Work task — Here the job is to print all of the entries below verbatim and leave out any picture.
:::
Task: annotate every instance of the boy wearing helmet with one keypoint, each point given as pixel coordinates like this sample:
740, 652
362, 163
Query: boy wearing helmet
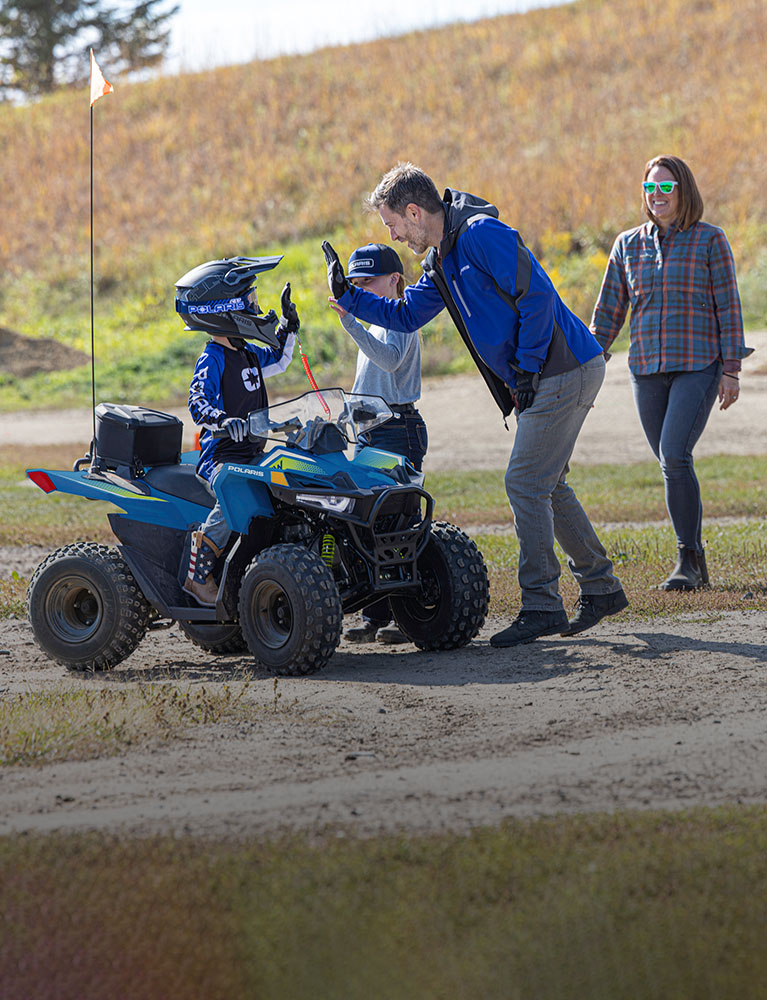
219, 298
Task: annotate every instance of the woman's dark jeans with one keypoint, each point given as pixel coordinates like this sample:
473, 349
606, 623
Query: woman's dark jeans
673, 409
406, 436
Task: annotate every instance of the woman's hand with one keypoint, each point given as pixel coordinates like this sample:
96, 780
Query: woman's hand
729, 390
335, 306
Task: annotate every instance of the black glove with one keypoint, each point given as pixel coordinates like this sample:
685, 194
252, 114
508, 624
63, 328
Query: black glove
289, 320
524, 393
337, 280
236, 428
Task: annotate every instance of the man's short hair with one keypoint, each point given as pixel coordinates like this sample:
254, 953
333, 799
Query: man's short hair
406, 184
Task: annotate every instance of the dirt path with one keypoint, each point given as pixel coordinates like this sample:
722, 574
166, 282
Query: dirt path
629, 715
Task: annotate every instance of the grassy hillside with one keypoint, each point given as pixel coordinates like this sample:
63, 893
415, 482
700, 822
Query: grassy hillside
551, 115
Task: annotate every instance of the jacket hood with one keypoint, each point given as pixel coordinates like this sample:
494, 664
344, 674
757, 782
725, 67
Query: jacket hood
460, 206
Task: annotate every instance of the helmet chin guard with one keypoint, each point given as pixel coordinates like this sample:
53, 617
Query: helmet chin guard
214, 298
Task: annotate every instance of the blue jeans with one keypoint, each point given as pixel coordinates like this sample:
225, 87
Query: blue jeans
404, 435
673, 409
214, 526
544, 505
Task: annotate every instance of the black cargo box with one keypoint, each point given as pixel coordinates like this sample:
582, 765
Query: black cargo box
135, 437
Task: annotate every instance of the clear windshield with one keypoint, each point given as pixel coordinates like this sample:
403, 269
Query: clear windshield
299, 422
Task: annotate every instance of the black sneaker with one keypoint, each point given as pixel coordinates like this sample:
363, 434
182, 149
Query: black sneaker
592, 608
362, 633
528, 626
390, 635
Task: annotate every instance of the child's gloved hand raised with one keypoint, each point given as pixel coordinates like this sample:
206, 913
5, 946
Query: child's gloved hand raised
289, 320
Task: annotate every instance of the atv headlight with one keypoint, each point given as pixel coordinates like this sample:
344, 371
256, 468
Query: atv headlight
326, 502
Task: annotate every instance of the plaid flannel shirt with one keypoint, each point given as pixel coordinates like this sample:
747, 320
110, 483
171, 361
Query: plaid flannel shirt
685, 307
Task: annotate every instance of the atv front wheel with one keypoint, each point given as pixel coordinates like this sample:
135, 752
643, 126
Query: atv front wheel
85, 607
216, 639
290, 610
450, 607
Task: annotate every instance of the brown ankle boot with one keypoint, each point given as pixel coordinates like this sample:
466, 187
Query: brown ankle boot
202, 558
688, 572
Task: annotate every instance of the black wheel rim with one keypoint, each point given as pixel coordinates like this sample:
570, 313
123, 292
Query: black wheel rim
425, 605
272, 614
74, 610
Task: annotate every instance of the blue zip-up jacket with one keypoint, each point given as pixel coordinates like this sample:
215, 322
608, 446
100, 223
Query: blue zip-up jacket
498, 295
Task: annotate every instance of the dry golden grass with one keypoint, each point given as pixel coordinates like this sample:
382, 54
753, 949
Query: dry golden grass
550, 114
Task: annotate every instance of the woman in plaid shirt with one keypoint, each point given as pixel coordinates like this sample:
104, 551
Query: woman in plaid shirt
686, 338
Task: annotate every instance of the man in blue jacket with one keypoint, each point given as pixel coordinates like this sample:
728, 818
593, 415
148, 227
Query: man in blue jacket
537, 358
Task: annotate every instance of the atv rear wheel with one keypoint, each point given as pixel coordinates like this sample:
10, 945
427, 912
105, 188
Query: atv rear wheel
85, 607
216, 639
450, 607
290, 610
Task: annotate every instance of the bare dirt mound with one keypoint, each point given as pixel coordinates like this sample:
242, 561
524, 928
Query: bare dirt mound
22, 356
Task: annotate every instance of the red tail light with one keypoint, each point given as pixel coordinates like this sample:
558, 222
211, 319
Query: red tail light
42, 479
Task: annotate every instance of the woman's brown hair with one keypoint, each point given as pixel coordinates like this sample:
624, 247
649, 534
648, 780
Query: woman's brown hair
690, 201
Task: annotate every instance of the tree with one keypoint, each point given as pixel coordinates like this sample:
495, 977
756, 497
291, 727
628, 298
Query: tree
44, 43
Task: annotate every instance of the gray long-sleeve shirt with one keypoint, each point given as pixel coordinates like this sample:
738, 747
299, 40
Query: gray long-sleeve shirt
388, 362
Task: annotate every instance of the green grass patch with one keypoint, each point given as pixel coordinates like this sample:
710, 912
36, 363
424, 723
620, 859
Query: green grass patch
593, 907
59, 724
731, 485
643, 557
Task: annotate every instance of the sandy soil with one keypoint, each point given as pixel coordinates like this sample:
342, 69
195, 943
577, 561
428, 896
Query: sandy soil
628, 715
:::
Solution —
Task: annotate every instance of the boy wearing helmet with one keypoint, each point given as pixel coordinates like this sample:
740, 652
362, 163
Query: boy wearing helmet
219, 298
Task: annotate every instance of the woman's dark jeans with one keypoint, each point given as pixel coordinates like this sample:
473, 349
606, 623
Query: woman's dark jeans
673, 409
406, 436
Task: annotate every instance of the woman's hand with one keypoint, each point given as pixel coordinates like this sample:
96, 780
Query: woman's hand
729, 390
335, 306
Task: annotate every instance of the black glove with one keypoint, each point given as pixel coordinates like this sample:
685, 194
252, 114
508, 624
63, 328
Query: black glove
289, 320
524, 393
337, 280
236, 428
Task: annotate every instance of the man's short hair with one keypoint, each point given as pixel coordinates like this sample:
254, 953
333, 799
Query: man's short hair
406, 184
Task: annotate every instance of the dirt path with one keypoint, each point given as pixel coordinates like this sample:
722, 574
166, 282
Query: dirt path
629, 715
Task: annotate every instance of the grassy hillside with one keypoint, each point given as pixel coordinates like this sample:
63, 893
415, 482
700, 822
Query: grassy hillside
551, 115
Task: annotate every instance of the jacket hood with one keypoint, each point given as pixel coordinates like this sample:
494, 664
344, 674
757, 782
725, 67
Query: jacket hood
460, 206
Task: annotate every instance of the helmet chin guard with one keypoint, each point given as pixel coordinates like this sample:
53, 617
Query: helmet chin guard
214, 298
Task: annotate every instance of the blue jeans with one keypoint, each point given as pixel coordinates like this sample:
225, 87
Query: blue jeans
404, 435
673, 409
214, 526
544, 505
Task: annotate every instance of the black cargo box with one keypoint, each point given as pixel coordinates like this sample:
582, 765
Query: black cargo box
135, 437
Task: annotate every instance of the clear windshield with one keypoint, each point given as pixel coordinates like this sample:
403, 269
Query: clear windshield
299, 422
Task: annotate every instance of the black sneaker with one keypoint, each point given as pixel coordinates like this sample:
363, 434
182, 149
Query: black sneaker
592, 608
362, 633
528, 626
390, 635
Task: annotate every instance of the child's gloved hand raised with one keypoint, each point given as pixel coordinates like this sample:
206, 913
5, 946
Query: child's gloved hand raised
289, 320
Task: annotate every instance of the atv headlight with one keypoint, each point given as pixel coordinates like this sample:
344, 371
256, 468
Query: atv headlight
326, 502
Task: annotate every instance of the plaid flannel shirt with one keypoint, each point given as pixel coordinates like this sample:
747, 320
110, 483
171, 361
Query: plaid flannel shirt
685, 307
Task: annotate every instance of the atv front wheel with one keypoint, each point given as pixel coordinates like this sample:
135, 752
643, 126
Query: atv front wheel
85, 607
216, 639
290, 610
450, 607
Task: annotate every instance of the brown ankle boot with one keypoint, each point given as pixel coordinates like this sample:
466, 187
Query: brown ankle boot
202, 558
688, 572
Task: annotate every instance of the black wheel rim with one keypoint, each point given as pixel coordinates like this sample:
570, 313
123, 292
Query: black wheel rim
425, 605
272, 614
74, 610
Task: annotate every instance of the blue zip-up jacket with one keypoint, each point given as pixel coordinates like this sample:
215, 322
608, 446
100, 223
Query: blue zip-up jacket
498, 295
Task: annotate every instance of the dry golden grass with one keypoint, each point given as pixel coordinates like this sample:
382, 54
753, 949
Query: dry golden grass
550, 114
Task: annotate every instance of the woman in plaid shirt with one keypoint, each point given as pixel coordinates like this sample:
104, 551
Query: woman in plaid shirt
686, 338
Task: annotate every instance of the man in blue jacket with one keypoint, each point given as pixel coordinates like this sample:
728, 818
593, 415
148, 227
Query: man in blue jacket
537, 358
Task: annotate every instance of the atv rear wheel with one keypoint, each point given as pixel coordinates like this sample:
10, 945
427, 912
105, 188
Query: atv rear wheel
85, 607
216, 639
450, 607
290, 610
Task: annotate every instance of the bare dirt mound with one keypoint, each point given as pixel coordinates like this sample:
242, 561
524, 928
Query: bare dirt mound
22, 356
Task: annotate every instance of the red tail light with one keypoint, each point given as pixel coordinates like this sample:
558, 222
211, 319
Query: red tail light
42, 479
Task: annotate every instance of the woman's brown hair with one keypoint, each point given as pixel coordinates like this sample:
624, 247
649, 534
648, 780
Query: woman's brown hair
690, 201
Task: annotate every instance of the tree with one keypoint, each point given as pixel coordinates like this sample:
495, 977
756, 497
291, 727
628, 298
Query: tree
44, 43
Task: annotate every instance of the gray long-sleeve shirt with one keypoint, each point given as pixel coordinates like this sample:
738, 747
299, 40
Query: gray long-sleeve shirt
388, 362
Task: annotate every instance of the green grass patch with one keypoint, each point given as pixel coordinates like this sample:
710, 912
36, 363
424, 723
620, 859
Query: green grass patch
593, 907
59, 724
731, 485
643, 557
Task: annotate every instance of the sandy soil with one keypoint, each point given as pixel coordinates like this sample:
342, 69
195, 943
577, 561
428, 896
Query: sandy soil
628, 715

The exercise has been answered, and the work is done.